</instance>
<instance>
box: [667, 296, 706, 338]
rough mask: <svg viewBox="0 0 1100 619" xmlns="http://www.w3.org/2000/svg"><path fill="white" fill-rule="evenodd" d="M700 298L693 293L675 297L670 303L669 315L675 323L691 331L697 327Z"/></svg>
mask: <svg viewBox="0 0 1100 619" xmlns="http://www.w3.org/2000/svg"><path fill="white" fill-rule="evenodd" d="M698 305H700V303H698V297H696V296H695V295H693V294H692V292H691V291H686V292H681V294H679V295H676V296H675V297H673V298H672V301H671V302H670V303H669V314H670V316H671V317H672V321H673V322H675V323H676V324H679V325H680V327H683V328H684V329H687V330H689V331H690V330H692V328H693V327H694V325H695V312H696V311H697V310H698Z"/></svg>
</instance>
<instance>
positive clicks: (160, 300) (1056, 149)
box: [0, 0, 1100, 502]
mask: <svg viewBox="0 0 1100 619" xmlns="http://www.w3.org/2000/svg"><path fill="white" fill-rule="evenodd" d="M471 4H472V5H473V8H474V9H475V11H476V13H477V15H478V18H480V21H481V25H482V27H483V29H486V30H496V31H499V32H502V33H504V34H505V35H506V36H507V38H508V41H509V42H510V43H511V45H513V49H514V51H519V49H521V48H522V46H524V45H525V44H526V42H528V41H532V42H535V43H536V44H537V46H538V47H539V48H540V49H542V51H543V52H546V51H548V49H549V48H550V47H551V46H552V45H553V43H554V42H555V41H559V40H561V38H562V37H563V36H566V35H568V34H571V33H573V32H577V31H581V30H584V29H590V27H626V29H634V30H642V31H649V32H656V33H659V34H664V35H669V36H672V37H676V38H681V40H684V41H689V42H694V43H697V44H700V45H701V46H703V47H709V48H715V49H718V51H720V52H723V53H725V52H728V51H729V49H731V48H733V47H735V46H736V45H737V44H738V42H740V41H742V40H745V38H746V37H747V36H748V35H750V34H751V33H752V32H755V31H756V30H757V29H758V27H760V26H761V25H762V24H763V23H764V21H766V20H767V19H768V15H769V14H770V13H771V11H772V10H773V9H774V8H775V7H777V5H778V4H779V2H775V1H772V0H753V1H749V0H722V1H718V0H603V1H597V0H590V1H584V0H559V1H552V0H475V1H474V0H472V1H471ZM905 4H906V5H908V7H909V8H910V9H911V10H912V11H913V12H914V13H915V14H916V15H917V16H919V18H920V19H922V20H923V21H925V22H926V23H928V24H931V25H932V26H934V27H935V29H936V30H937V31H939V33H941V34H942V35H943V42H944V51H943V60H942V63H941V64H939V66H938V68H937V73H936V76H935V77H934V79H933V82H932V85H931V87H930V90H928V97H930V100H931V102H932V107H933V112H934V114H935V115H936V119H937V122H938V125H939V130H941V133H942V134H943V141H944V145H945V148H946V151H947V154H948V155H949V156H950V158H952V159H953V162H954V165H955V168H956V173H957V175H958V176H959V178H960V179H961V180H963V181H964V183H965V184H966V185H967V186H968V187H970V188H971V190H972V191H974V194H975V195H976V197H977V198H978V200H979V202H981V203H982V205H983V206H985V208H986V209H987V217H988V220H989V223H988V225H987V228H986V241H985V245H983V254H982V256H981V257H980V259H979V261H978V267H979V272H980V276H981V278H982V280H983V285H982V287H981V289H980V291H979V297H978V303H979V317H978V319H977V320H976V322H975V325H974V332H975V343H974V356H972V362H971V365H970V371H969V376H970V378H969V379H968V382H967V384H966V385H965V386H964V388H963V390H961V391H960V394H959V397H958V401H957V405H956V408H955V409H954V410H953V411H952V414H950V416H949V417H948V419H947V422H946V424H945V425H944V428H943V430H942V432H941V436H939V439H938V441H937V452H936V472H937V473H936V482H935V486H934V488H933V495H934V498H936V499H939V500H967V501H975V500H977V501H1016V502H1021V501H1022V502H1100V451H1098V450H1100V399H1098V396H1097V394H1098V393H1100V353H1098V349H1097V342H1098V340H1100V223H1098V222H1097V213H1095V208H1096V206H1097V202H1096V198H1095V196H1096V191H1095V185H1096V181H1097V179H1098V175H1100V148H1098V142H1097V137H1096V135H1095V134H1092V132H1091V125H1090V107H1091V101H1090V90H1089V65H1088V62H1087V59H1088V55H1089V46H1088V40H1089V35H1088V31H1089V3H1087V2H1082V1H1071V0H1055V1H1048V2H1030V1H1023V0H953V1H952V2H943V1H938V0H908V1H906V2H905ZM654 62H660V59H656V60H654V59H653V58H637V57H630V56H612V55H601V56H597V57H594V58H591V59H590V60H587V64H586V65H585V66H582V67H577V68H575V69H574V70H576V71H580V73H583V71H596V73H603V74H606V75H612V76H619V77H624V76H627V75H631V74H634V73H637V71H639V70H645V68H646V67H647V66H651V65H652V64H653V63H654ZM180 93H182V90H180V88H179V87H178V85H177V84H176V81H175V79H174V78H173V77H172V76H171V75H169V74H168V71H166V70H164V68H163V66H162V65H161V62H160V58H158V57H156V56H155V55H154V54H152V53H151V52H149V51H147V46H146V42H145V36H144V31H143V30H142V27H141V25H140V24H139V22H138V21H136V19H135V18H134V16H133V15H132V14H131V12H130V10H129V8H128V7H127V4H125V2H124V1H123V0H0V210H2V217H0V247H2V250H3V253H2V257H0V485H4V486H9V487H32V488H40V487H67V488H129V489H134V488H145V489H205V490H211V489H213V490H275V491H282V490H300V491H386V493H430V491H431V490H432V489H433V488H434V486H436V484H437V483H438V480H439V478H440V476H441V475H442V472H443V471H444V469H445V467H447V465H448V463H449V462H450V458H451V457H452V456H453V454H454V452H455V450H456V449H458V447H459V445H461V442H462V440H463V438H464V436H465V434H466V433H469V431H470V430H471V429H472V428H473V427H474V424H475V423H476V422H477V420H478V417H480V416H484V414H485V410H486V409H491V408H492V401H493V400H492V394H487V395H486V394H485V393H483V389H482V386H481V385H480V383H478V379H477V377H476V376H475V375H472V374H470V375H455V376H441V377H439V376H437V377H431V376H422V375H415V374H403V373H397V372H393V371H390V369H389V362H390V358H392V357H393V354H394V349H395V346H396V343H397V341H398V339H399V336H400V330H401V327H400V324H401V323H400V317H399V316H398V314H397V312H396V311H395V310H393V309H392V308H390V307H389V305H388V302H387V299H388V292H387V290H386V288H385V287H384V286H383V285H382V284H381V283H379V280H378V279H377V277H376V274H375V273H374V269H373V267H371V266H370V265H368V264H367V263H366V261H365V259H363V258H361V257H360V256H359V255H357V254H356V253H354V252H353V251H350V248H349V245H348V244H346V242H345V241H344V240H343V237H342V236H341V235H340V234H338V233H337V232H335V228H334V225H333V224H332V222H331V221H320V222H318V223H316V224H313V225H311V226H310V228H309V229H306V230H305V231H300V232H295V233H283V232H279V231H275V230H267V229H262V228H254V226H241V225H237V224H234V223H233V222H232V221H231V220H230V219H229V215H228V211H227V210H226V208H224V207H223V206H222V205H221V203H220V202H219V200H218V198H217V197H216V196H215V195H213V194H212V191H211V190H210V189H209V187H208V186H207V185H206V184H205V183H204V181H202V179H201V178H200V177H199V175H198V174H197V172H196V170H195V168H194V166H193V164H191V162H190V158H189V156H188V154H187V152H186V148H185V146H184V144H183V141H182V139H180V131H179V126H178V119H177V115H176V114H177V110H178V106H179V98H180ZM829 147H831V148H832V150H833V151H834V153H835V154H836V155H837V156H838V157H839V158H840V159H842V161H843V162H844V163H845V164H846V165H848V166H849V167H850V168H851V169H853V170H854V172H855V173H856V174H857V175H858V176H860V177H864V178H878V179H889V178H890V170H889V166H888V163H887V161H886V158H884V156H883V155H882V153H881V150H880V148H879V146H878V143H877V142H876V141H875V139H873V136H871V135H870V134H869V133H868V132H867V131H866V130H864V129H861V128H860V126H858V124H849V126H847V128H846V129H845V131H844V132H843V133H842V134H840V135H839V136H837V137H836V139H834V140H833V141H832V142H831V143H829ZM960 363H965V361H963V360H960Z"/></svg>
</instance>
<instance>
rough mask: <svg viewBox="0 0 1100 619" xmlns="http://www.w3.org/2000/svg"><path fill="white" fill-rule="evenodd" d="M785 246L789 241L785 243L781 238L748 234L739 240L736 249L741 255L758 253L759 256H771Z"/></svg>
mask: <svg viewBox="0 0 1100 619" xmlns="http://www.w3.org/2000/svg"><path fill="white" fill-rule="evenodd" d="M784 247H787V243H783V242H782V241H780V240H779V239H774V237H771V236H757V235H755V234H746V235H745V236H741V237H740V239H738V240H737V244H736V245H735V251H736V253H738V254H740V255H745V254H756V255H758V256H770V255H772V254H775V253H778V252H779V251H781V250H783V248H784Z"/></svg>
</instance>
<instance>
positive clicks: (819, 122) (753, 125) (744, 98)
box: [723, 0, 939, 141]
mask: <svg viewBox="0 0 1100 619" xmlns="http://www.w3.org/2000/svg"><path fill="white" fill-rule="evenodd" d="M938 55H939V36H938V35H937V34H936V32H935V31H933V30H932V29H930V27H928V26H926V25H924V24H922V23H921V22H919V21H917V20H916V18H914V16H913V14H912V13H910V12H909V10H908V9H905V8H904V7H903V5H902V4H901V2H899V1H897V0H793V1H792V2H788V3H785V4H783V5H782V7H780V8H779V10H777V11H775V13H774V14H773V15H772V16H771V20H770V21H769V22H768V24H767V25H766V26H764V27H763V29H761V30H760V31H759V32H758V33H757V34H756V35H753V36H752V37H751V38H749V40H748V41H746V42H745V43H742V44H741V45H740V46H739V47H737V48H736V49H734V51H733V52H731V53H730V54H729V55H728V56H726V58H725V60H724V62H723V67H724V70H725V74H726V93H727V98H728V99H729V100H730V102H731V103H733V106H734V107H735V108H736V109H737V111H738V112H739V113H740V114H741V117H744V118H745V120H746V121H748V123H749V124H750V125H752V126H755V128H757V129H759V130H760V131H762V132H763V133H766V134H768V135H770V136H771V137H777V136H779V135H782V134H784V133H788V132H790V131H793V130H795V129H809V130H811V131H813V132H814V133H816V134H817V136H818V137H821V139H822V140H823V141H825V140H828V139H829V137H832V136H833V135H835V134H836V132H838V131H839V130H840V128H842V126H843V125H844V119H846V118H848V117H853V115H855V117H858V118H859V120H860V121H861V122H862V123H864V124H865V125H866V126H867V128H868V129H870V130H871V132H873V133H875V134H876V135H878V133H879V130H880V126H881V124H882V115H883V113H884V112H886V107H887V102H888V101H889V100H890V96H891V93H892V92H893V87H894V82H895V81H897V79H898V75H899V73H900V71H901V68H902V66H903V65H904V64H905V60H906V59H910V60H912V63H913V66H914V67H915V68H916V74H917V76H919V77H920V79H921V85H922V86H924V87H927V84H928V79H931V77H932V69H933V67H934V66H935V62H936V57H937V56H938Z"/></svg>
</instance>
··········
> **Your task**
Replace "positive clicks" with "foreground points" in the data. Start at the first line of the data, stop after the line that has "box: [0, 0, 1100, 502]", and return only those lines with everything else unchanged.

> **Solution to this exercise**
</instance>
<instance>
box: [667, 296, 706, 338]
rough mask: <svg viewBox="0 0 1100 619" xmlns="http://www.w3.org/2000/svg"><path fill="white" fill-rule="evenodd" d="M700 298L693 293L675 297L670 303L669 315L675 323L691 331L697 327Z"/></svg>
mask: <svg viewBox="0 0 1100 619" xmlns="http://www.w3.org/2000/svg"><path fill="white" fill-rule="evenodd" d="M698 305H700V303H698V297H696V296H695V295H693V294H692V292H691V291H686V292H681V294H679V295H676V296H675V297H673V298H672V301H671V302H670V303H669V314H670V316H671V317H672V321H673V322H675V323H676V324H679V325H680V327H683V328H684V329H687V330H689V331H690V330H692V328H693V327H694V325H695V312H696V311H697V310H698Z"/></svg>
</instance>
<instance>
foreground points: (160, 300) (1056, 149)
box: [0, 0, 1100, 502]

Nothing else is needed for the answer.